• AIM OF THE TASK:
Set down exactly the lines that run from the line with "Question. Provide the position of each instance of the sky" to the end of the data, and nothing else.

• A block of data:
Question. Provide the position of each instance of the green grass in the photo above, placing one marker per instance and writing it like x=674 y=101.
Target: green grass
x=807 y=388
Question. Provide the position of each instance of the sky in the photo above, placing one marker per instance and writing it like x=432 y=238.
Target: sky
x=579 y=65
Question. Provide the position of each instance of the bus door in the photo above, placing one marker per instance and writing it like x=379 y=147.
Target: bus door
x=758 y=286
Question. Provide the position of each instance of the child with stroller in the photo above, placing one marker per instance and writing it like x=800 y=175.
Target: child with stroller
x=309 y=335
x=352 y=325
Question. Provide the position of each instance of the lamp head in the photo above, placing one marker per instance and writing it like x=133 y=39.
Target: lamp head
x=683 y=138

• COMPLETE OUTPUT:
Question. Provide the position of each instance of the sky in the photo above, placing one marker per instance and writing it like x=432 y=238.
Target: sky
x=579 y=65
Question. Provide the position of each instance of the bus door in the photo above, placing one marker per instance and writing it like x=379 y=147.
Target: bus door
x=758 y=286
Question. Provide the position of each instance of the child with stroller in the photo above, placing one marker per instance and writing it like x=800 y=175.
Target: child with stroller
x=309 y=335
x=352 y=325
Question. Provide the position of each instance of the lamp head in the photo above, placing one marker per instance and writing it like x=133 y=39.
Target: lamp head
x=683 y=138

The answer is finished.